[Source records]

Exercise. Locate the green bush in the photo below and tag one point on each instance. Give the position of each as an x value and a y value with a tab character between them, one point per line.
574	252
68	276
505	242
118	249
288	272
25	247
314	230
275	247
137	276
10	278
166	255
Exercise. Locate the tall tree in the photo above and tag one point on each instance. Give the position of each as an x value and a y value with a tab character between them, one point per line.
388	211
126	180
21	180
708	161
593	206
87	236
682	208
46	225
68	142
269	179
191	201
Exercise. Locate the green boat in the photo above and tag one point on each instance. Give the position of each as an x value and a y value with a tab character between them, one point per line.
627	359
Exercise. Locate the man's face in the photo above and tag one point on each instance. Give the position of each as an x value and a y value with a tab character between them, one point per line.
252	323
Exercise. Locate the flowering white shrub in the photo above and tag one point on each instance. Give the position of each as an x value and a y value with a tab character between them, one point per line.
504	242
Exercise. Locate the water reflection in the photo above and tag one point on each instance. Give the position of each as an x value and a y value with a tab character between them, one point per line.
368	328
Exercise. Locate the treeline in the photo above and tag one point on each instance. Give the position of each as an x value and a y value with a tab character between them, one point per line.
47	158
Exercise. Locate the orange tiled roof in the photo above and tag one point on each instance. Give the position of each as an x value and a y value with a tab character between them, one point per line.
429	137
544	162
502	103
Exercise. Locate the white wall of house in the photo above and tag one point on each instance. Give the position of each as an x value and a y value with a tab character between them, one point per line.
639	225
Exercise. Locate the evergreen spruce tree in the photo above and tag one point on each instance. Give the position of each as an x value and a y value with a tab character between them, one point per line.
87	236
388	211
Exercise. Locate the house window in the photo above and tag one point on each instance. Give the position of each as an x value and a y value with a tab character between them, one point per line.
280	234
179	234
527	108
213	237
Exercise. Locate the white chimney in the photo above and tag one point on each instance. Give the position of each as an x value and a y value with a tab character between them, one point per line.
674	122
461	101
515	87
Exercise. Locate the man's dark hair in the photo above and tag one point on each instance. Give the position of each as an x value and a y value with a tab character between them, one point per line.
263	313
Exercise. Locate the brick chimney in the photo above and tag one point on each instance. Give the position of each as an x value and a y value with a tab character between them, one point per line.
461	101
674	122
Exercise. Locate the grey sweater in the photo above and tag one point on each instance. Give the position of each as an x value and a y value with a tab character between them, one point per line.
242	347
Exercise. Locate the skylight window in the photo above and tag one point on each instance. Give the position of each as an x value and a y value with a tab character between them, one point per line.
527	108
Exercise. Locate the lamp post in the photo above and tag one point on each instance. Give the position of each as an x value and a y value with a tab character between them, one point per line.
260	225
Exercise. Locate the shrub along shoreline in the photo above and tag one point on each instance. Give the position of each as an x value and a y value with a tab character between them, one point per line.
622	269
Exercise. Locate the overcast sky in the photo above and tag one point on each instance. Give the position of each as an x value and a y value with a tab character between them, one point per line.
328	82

EXERCISE: Each record must be output exactly, with none omitted.

ANSWER TO THIS EXERCISE:
Exercise. Locate the green bush in the photo below and tag one point on each instance. Give the position of each as an x value and a y value with a tab character between them, one point per line.
574	252
68	276
505	242
118	249
288	272
25	247
314	230
275	247
137	276
10	278
166	255
Exercise. Locate the tall tree in the photo above and tag one point on each instance. Give the position of each as an x value and a y value with a tab character between them, one point per line.
388	211
126	180
21	180
708	161
593	206
87	236
682	208
46	225
68	142
269	179
191	201
Exercise. Locate the green boat in the photo above and tag one point on each instance. Give the position of each as an x value and a y value with a tab character between them, one point per line.
627	359
Exercise. Locate the man's face in the photo above and tag one point on each instance. Give the position of each as an x value and a y value with a tab character between them, one point per line.
252	323
Exercise. Locate the flowering white shrub in the photo above and tag one point on each instance. Give the position of each as an x value and a y value with a tab character between them, one point per line.
504	242
Exercise. Locate the water reflection in the photo above and tag one point on each instance. Give the position of each as an x value and a y value with a tab character between them, one point per line.
368	328
Exercise. Locate the treeline in the photo above and tag one point on each instance. Give the position of each as an x value and a y value with a tab character between them, one point per line.
47	158
Exercise. Locate the orange tiled roof in the photo above and tag one point on each instance. Give the position of each as an x value and a y value with a tab character between them, one point per line.
429	137
544	162
502	103
Exercise. Locate the white wall of house in the photo above and tag one point on each instance. Give the position of each as an x value and a y value with a tab character between them, one point per line.
639	225
Exercise. Locate the evergreen spruce tree in the photo above and tag one point on each instance. Give the position of each as an x value and a y value with a tab character between them, one point per line.
87	236
388	211
Exercise. Locate the house window in the photo above and tag one point on each instance. Give the position of each as an x value and a y value with a tab character between them, one point per line.
280	234
179	234
527	108
213	237
Exercise. Locate the white chimney in the photo above and tag one point on each instance. Give the position of each as an x value and a y value with a tab character between them, one point per line.
674	122
461	101
515	87
Exercise. Locate the man's dark hair in the photo above and tag one point on each instance. Give the position of each as an x value and a y value with a tab character between them, one point per line.
263	313
Exercise. Locate the brick chimney in the photo above and tag one point on each instance. Give the position of each as an x value and a y value with a tab character between them, one point per line.
461	101
674	122
Exercise. Locate the grey sweater in the photo above and tag one point on each instance. Give the position of each as an x value and a y value with a tab character between them, one point per line.
242	347
Exercise. Locate the skylight window in the photo above and tag one point on each instance. Give the position of each as an x value and a y value with a tab character between them, one point per line.
527	108
Exercise. Locate the lamp post in the photo above and tag one point on each instance. Give the position of each as an x value and a y value with a tab character between them, one point per line.
260	225
Exercise. Locate the shrub along shoreline in the photo above and tag one point on each instance. Give the position of each as an x value and a y value with a tab character between them, one point per line.
622	269
Exercise. Locate the overcast sky in the photo above and tag one point on each instance. Give the position of each as an x value and a y value with a tab character between them, one point per line.
328	82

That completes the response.